Written instruction: Reproduce the material below, swapping each "one per instance" for "one for each instance" and leaving everything else unchanged.

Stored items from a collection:

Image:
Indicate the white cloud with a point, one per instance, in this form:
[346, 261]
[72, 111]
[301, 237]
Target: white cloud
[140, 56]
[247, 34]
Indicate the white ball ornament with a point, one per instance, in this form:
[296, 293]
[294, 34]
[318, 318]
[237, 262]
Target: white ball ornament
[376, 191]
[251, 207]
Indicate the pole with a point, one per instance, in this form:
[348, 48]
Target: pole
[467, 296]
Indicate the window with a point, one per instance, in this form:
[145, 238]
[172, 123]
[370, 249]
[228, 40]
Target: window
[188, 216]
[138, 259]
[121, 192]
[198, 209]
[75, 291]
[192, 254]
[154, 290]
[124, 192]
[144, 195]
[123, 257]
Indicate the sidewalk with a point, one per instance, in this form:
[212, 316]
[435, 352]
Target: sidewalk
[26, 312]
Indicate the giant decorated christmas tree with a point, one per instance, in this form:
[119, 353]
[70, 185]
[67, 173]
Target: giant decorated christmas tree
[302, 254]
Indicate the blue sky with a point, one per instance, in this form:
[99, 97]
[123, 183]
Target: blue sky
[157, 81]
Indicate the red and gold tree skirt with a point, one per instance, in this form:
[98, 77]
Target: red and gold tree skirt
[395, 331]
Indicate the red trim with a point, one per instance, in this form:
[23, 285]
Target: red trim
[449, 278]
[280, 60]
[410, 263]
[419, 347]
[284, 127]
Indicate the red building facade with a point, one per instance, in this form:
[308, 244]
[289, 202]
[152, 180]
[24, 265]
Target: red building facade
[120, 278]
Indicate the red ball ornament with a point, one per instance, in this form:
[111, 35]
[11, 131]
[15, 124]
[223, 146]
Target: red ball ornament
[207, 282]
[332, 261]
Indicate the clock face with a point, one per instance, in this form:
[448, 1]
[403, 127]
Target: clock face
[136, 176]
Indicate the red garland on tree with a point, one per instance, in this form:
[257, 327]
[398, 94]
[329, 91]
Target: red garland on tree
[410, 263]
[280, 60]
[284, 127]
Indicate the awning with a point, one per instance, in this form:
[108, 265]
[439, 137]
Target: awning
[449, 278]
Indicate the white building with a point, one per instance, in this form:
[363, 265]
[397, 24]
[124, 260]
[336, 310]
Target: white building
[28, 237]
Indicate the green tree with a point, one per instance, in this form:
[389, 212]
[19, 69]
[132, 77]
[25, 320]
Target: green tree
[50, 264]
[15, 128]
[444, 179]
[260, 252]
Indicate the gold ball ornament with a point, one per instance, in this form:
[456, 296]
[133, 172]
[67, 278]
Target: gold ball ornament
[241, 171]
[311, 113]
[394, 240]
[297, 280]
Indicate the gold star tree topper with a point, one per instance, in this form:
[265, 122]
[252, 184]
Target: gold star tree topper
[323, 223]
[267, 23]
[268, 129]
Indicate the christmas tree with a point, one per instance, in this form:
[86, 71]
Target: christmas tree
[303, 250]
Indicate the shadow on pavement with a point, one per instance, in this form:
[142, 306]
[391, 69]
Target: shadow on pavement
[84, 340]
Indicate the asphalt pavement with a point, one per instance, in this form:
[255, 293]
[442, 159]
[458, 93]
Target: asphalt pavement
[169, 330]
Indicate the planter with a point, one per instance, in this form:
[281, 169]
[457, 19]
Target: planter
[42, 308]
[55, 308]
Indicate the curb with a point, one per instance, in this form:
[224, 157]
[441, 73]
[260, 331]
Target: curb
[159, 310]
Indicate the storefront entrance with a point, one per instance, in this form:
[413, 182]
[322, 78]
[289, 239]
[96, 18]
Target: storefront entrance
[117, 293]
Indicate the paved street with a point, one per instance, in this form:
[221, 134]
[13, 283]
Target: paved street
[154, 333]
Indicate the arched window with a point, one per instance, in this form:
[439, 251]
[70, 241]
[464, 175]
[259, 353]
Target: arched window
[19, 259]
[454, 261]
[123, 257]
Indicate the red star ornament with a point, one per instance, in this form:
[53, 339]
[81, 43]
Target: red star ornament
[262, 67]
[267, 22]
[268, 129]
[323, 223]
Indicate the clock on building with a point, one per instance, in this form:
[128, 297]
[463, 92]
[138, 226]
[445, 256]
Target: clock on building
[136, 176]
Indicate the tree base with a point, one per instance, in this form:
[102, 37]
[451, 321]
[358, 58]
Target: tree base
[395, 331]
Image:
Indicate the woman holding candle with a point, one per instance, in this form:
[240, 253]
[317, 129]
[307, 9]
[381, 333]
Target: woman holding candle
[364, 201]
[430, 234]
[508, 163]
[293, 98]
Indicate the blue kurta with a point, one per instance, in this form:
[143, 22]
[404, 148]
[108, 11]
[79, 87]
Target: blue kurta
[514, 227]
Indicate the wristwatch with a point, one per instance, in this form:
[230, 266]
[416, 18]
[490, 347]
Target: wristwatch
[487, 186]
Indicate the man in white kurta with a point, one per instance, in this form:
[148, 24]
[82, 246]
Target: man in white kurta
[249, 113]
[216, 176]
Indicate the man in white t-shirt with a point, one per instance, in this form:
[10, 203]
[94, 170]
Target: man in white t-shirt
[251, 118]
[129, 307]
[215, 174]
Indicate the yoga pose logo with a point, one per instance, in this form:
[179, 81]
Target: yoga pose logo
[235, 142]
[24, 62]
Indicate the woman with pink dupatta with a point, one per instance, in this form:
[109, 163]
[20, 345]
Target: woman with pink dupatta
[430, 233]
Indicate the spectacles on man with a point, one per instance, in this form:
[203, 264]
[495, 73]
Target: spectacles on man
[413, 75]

Answer for this exercise:
Image:
Indicate the white cloud with a point, one for each instance, in this form:
[346, 261]
[72, 111]
[301, 237]
Target: white cloud
[140, 56]
[247, 34]
Indicate the white ball ornament with a point, one for each instance, in this form:
[296, 293]
[294, 34]
[318, 318]
[237, 262]
Target: white ball ornament
[376, 191]
[251, 207]
Indicate the pole with a point, one for each instance, in this form:
[348, 48]
Target: pole
[467, 296]
Indicate the window with a point, one for each instance, in this form:
[145, 238]
[172, 123]
[370, 249]
[228, 40]
Target: window
[188, 216]
[138, 259]
[121, 192]
[198, 209]
[75, 291]
[192, 254]
[154, 290]
[124, 192]
[144, 195]
[123, 257]
Indicate the sidewalk with a point, one for each instance, in this form:
[212, 316]
[435, 352]
Target: sidewalk
[26, 312]
Indicate the giant decorated christmas tree with a point, one for each instance, in this form:
[119, 353]
[70, 185]
[67, 173]
Target: giant decorated christmas tree
[302, 254]
Indicate the blue sky with a point, one for each instance, in this form:
[99, 97]
[123, 183]
Target: blue sky
[157, 81]
Indicate the red and gold tree skirt with a point, one for each instance, in this form:
[98, 77]
Target: red and gold tree skirt
[395, 331]
Indicate the red trim with a point, one for each instance, in this form:
[23, 285]
Target: red trim
[449, 278]
[280, 60]
[410, 263]
[419, 347]
[284, 127]
Indicate the red building facade with a point, one for each instance, in this form:
[308, 244]
[289, 202]
[152, 180]
[24, 265]
Target: red building facade
[120, 278]
Indicate the red ball ornament with a point, one for each instance, in this form:
[111, 35]
[11, 131]
[15, 124]
[223, 146]
Target: red ball ornament
[207, 282]
[332, 261]
Indicate the clock face with a point, one for each instance, in this form:
[448, 1]
[403, 127]
Target: clock face
[136, 176]
Indicate the red garland on tree with a point, one for each instance, in this form:
[257, 327]
[398, 94]
[329, 91]
Target: red garland on tree
[410, 263]
[280, 60]
[284, 127]
Indicate the awning with a point, one for each instance, in this form:
[108, 265]
[439, 137]
Target: awning
[449, 278]
Indicate the white building with a point, one for each instance, in this form:
[363, 265]
[397, 24]
[124, 260]
[336, 310]
Target: white building
[28, 237]
Indicate the green tree with a point, one for each instance, in this form:
[389, 212]
[19, 69]
[132, 77]
[25, 320]
Target: green tree
[50, 264]
[15, 128]
[444, 179]
[260, 252]
Indicate the gold ball ornament with a point, one for each instance, in this form:
[456, 296]
[133, 172]
[67, 278]
Target: gold ball ornament
[241, 171]
[311, 113]
[394, 240]
[297, 280]
Indicate the gold star tree topper with a point, one for each instance, in this form:
[265, 122]
[252, 184]
Target: gold star tree topper
[323, 223]
[267, 23]
[268, 129]
Indicate the christmas tree with a point, one for each instance, in this form:
[86, 71]
Target: christmas tree
[303, 250]
Indicate the shadow on pavement with a point, one for each instance, in this form:
[142, 306]
[391, 69]
Target: shadow on pavement
[84, 340]
Indicate the asphalt pavement with a point, one for each instance, in this form:
[255, 293]
[442, 159]
[458, 93]
Target: asphalt pavement
[169, 330]
Indicate the planter with a point, one for each instance, in this form:
[281, 169]
[457, 19]
Target: planter
[42, 308]
[55, 308]
Indicate the curb with a point, one for each instance, in this form:
[224, 157]
[441, 73]
[260, 331]
Target: curb
[159, 310]
Indicate the storefront entrance with a point, one for each instance, in this form:
[413, 182]
[322, 78]
[289, 239]
[96, 18]
Target: storefront entrance
[117, 293]
Indicate the paved street with a point, one for each instance, in this form:
[221, 134]
[13, 283]
Target: paved street
[154, 333]
Indicate the arched window with a point, one for each instance, in this form:
[439, 251]
[70, 241]
[464, 175]
[259, 353]
Target: arched window
[19, 259]
[454, 261]
[123, 257]
Indicate the red star ornament with a point, one for each instance, in this form:
[53, 339]
[81, 43]
Target: red star ornament
[262, 67]
[267, 22]
[268, 129]
[323, 223]
Indicate the clock on building with a point, one for each instance, in this form:
[128, 297]
[463, 92]
[138, 226]
[445, 256]
Target: clock on building
[136, 176]
Indicate the tree base with a point, one for each instance, in this form:
[102, 37]
[451, 321]
[358, 58]
Target: tree base
[395, 331]
Image:
Indicate the woman holding candle with a point, one for each instance, in this form:
[240, 253]
[317, 129]
[307, 9]
[381, 333]
Target: woman holding candle
[364, 201]
[430, 234]
[508, 163]
[293, 98]
Indicate the blue kurta with a point, one for each instance, in this form:
[143, 22]
[404, 148]
[108, 11]
[79, 87]
Target: blue kurta
[514, 227]
Indicate the wristwatch with a point, one for each instance, in this form:
[230, 266]
[416, 18]
[490, 347]
Target: wristwatch
[487, 186]
Indicate the man in white kurta with a point, one for each instance, in this form:
[148, 24]
[82, 246]
Target: man in white kurta
[249, 113]
[216, 176]
Indicate the man in white t-shirt with a point, one for each instance, in this form:
[10, 203]
[94, 170]
Target: man in white t-shirt
[251, 118]
[129, 307]
[215, 174]
Indicate the yoga pose logo with a point, one for each instance, in this form:
[179, 81]
Target: yoga pose logo
[235, 142]
[24, 62]
Indicate the woman with pink dupatta with a point, one for each instance, in this form:
[109, 163]
[20, 345]
Target: woman with pink dupatta
[430, 233]
Indicate the spectacles on man with a point, one for each instance, in this form:
[203, 264]
[495, 73]
Target: spectacles on man
[413, 75]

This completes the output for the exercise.